··· ENTRIES SHOWN
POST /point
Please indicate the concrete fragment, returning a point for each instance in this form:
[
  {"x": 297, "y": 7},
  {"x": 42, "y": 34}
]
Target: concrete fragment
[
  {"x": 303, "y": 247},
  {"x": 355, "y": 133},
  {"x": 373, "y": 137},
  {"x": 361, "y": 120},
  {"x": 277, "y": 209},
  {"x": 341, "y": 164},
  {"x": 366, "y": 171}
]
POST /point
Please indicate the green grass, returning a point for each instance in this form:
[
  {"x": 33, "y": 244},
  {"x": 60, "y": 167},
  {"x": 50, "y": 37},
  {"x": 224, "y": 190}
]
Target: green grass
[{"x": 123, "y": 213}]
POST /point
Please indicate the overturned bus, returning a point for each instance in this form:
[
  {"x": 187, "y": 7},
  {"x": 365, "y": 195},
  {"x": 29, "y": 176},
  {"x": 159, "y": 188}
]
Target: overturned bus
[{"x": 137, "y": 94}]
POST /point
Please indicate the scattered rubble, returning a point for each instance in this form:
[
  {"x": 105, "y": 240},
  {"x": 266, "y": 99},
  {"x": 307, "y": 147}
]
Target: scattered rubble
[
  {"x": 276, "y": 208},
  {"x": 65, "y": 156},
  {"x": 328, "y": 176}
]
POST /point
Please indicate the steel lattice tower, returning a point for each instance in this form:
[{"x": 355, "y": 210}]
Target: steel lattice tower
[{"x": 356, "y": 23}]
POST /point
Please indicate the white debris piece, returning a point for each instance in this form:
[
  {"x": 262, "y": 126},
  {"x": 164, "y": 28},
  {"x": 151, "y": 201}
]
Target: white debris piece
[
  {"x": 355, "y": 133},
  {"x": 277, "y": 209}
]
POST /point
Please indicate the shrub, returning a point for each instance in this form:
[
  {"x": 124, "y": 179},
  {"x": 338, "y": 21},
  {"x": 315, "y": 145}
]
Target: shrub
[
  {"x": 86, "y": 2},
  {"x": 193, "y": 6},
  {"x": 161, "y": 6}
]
······
WORK TO COMPLETE. Return the number of lines in the records holding the string "this", without any other words.

TASK RESPONSE. 7